» BRIEF A
Return each line of the records below that contains the string "sneaker".

» PAGE

>> Begin

I recently received an email with Jack Ganssle's last Embedded Muse, mentioning two tools to calculate code metrics. I wanted to try one of them so I downloaded SourceMonitor.

I ran SourceMonitor and computed the statistics for one of the largest projects I'm working on (embedded ARM7 processor, ethernet, USB along with live audio recording/playing among other functions). I got impressed by some numbers, here are the results:


NOTE:SourceMonitor processed my code only, excluding the TCP/IP stack and the FreeRTOS code which is part of the firmware too.







































Files191
Lines34,019
Statements12,765
Percent Branch Statements19.9
Percent Lines with Comments26.1
Functions538
Average Statements per
Function
25.7
Average Block Depth1.54

One of the first things that impressed me was the fact that 26% of the lines are comments, which is something I'm glad of, considering how hard it can be to maintain such a large project, specially if someone else who never got in touch with this code needs to change or add some functionality or worse: correct a bug. However, there is a trick here which may help SourceMonitor to show a percentage way high from an intuitive value: I usually comment functions in Doxygen style, so one to two lines are 'wasted' in spite of code clarity.

Regarding real statements, 12,765 lines mean about 37% of the total line count. This may look like an unbelievable lie, but actually it's due to many blank lines and comments that improve code readability. SourceMonitor's help clearly explains what 'statements' mean for C coding: "Statements: in C, computational statements are terminated with a semicolon character. Branches such as if, for, while, and goto are also counted as statements. Preprocessor directives #include, #define, and #undef are counted as statements. All other preprocessor directives are ignored. In addition all statements between an #else or #elif statement and its closing #endif statement are ignored, to eliminate fractured block"

Another interesting value is the one regarding the average of statements per function. Modularization and splitting code into relatively is a well known good practice that helps to ease code understanding and extension and also bug solving.

There are other metrics not calculated by SourceMonitor which would be nice to investigate, like preprocessor usage (#define, #else, #if, etc) which is something I often abuse of (in a good sense). It would be nice to be able to count the number of defined macros and macro usage too.

It is also important to remember that code metrics is just one side of the code. Lines can be counted and many statistics can be plotted but code organization is not something easy to measure. I could now say that I spent 26% of the time writing comments, which would sound scary to some people. I could also say I spent 37% of the time coding real statements. Both are big lies. Most of the time is spent thinking on how to implement this or that functionality and probably testing it does right (debugging takes time too). Coding is usually quite straight forward once one's brain is organized: that is, of course, not measurable with SourceMonitor.

UPDATE: I downloaded cloc and ran it over the same code, obtaining nearly 7200 blank lines which is about 21%, which I guess should have it's own post ;) The linux kernel 2.6.26 had about 13% of blank lines (see here), I guess I might be overcoding for beauty...

>> End

» BRIEF B
Answer these questions about the code-metrics post above, each on its own line.
(i) What value does SourceMonitor report for Percent Lines with Comments?
(ii) Which code did SourceMonitor leave out of its processing?
(iii) About how many blank lines did cloc find in the same code?

» DATA IN THIS EXERCISE
>> Begin

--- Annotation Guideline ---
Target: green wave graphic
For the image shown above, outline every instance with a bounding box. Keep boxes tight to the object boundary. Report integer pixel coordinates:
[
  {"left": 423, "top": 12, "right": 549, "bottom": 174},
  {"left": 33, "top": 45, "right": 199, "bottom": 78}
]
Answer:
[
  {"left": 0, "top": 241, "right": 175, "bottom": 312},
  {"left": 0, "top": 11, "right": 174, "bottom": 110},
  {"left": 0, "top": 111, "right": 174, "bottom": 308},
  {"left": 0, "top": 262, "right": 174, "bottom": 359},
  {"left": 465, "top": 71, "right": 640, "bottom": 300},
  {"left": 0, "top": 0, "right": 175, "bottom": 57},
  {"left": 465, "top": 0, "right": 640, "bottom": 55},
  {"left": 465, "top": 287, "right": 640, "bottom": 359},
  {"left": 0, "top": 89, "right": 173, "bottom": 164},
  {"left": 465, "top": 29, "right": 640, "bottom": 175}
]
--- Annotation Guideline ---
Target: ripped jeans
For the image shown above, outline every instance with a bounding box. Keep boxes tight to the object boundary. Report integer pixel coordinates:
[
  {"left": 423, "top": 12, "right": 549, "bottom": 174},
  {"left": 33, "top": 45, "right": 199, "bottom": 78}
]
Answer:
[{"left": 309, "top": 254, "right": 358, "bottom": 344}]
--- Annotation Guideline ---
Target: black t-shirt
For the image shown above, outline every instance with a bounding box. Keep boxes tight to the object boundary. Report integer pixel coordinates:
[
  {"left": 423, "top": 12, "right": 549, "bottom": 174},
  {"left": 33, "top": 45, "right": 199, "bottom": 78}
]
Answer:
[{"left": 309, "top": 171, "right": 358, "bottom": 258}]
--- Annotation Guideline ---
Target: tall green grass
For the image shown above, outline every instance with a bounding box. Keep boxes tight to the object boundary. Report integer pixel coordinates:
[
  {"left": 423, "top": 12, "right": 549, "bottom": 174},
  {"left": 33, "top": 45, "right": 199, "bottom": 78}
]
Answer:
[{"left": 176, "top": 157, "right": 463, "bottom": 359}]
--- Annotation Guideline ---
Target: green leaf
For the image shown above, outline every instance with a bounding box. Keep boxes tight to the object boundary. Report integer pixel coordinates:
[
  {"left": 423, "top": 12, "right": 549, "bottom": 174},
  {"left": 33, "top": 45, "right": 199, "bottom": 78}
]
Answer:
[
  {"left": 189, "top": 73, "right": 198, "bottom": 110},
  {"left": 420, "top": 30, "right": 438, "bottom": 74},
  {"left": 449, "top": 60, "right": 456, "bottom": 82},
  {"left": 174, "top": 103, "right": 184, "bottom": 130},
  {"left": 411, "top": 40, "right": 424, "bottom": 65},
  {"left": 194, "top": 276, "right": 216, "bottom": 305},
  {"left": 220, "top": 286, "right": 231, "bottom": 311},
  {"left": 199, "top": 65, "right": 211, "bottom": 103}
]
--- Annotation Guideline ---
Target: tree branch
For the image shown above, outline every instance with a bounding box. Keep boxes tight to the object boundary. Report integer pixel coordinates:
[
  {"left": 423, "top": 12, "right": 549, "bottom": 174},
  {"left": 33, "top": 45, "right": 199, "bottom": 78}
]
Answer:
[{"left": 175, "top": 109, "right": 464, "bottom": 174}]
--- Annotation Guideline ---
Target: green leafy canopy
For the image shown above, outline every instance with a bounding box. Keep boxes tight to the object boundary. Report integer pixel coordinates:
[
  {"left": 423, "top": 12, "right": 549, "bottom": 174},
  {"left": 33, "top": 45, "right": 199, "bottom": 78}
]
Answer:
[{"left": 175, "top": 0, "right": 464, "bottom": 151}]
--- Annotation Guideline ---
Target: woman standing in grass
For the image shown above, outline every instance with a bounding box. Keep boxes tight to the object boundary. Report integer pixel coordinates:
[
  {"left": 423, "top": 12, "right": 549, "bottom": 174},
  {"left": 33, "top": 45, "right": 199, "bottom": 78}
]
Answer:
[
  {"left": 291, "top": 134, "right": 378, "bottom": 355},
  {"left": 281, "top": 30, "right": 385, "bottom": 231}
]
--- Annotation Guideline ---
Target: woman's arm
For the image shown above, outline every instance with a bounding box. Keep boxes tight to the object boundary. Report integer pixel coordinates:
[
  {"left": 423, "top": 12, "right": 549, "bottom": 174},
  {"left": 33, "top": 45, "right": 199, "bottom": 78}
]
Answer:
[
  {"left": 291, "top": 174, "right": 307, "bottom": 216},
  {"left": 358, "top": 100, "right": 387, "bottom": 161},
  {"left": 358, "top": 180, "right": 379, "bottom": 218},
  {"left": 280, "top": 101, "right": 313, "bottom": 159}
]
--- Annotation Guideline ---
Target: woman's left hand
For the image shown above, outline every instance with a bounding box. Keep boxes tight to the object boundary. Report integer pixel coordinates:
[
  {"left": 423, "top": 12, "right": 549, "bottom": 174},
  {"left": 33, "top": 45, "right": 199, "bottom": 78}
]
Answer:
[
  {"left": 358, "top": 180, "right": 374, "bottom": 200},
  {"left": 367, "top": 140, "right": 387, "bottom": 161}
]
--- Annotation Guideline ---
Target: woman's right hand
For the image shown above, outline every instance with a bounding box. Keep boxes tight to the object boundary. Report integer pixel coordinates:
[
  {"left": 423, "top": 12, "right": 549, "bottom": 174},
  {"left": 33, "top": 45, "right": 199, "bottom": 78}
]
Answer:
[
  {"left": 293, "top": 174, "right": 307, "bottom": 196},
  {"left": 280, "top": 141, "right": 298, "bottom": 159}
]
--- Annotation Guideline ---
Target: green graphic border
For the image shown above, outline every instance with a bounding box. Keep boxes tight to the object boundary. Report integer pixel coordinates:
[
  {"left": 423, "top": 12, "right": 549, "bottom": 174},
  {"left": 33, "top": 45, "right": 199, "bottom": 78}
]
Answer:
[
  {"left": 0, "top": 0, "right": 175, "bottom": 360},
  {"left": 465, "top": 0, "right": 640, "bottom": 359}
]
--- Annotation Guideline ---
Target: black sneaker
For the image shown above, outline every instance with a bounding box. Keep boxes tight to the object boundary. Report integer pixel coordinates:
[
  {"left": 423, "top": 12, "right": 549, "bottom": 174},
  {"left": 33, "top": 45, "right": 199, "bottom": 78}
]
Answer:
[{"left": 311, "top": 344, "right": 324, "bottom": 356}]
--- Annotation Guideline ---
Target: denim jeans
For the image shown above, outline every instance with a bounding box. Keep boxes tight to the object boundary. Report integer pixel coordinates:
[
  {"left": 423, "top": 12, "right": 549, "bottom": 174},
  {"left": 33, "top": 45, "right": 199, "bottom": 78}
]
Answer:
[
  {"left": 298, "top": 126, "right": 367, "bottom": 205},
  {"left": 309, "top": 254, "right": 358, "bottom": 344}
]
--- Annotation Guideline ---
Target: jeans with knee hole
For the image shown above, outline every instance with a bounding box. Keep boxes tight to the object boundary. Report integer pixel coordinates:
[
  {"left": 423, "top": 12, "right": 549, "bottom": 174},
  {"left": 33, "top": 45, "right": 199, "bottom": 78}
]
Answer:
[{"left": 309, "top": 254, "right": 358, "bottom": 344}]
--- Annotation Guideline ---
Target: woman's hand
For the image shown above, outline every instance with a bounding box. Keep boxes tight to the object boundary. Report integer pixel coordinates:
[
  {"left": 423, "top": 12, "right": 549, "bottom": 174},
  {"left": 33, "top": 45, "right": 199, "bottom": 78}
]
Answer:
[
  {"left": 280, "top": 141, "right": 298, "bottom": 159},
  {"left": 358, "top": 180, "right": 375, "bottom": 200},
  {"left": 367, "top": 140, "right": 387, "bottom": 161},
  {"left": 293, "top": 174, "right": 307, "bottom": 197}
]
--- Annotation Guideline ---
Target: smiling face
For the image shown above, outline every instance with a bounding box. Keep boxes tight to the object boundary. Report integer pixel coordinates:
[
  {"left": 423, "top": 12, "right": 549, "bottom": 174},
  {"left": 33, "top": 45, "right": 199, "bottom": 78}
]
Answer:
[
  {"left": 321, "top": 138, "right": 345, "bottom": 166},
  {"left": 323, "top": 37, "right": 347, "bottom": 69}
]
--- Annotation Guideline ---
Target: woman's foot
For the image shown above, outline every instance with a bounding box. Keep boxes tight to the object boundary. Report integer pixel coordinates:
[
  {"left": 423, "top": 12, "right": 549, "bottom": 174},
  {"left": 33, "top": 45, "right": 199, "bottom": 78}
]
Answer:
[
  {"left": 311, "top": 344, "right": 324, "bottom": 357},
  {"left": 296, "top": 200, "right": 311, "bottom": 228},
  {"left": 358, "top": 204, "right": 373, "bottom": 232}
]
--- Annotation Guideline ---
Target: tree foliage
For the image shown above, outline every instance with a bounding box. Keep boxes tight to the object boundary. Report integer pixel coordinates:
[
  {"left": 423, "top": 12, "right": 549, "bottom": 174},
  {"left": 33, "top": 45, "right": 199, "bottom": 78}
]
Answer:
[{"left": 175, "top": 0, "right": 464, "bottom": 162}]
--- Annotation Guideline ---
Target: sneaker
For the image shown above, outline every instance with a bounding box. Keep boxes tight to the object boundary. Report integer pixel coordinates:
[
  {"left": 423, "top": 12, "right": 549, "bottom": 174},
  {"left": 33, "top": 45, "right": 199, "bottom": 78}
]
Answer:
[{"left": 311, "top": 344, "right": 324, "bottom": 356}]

>> End

» FULL OUTPUT A
Target: black sneaker
Target: sneaker

» FULL OUTPUT B
(i) 26.1
(ii) The TCP/IP stack and the FreeRTOS code
(iii) Nearly 7200, about 21%